◆ **Task goal**
Starting at the line containing "Tag each instance of the hillside" and ending at the last line of the records, reproduce every line without omission, adding 47 to each x and y coordinate given in the answers.

## BEGIN Provided material

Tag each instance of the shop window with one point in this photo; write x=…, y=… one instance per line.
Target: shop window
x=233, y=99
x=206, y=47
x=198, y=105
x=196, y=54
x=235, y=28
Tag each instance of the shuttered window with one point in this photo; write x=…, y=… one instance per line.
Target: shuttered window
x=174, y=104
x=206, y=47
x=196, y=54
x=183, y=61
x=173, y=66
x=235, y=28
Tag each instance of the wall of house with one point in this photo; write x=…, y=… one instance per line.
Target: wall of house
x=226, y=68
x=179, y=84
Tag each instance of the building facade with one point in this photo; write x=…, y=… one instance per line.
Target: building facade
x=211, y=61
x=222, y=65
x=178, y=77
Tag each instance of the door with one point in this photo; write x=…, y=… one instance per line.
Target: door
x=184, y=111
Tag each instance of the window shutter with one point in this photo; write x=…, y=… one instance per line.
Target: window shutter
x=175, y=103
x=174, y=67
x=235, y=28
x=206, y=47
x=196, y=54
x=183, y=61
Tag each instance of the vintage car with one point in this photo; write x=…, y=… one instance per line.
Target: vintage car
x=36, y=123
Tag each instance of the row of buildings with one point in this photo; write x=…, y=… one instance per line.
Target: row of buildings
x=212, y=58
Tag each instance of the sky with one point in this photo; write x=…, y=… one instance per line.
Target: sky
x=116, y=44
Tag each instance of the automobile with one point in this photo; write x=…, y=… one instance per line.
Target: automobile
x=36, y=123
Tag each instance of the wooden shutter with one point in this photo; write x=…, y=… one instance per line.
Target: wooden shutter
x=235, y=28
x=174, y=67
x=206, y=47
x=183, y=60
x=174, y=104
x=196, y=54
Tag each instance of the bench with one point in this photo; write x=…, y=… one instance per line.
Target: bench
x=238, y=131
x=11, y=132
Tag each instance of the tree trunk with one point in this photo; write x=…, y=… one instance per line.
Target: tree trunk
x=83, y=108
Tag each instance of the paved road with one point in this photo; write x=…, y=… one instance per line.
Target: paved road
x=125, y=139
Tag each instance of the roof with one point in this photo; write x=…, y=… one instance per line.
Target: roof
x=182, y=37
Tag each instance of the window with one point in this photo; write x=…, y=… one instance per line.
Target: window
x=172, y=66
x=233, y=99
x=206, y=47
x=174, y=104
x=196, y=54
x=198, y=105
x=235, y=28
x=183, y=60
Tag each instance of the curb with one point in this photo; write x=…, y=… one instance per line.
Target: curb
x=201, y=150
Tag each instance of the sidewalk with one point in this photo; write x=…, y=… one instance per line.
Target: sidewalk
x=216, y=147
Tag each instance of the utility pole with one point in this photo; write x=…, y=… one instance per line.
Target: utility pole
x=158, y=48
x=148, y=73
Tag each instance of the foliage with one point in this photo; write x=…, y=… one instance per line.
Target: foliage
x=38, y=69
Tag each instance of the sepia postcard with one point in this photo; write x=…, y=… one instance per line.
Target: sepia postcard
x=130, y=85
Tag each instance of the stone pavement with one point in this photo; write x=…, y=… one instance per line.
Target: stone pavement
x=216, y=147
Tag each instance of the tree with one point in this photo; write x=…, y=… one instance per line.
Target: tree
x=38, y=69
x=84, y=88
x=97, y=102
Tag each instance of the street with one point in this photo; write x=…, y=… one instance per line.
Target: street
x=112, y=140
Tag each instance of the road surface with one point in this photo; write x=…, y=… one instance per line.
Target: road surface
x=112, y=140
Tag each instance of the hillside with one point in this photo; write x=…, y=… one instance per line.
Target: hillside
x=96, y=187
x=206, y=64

## END Provided material

◆ **Expected answer**
Tag each instance of the hillside with one point in this photo; write x=…, y=… one instance per line.
Target: hillside
x=143, y=234
x=253, y=111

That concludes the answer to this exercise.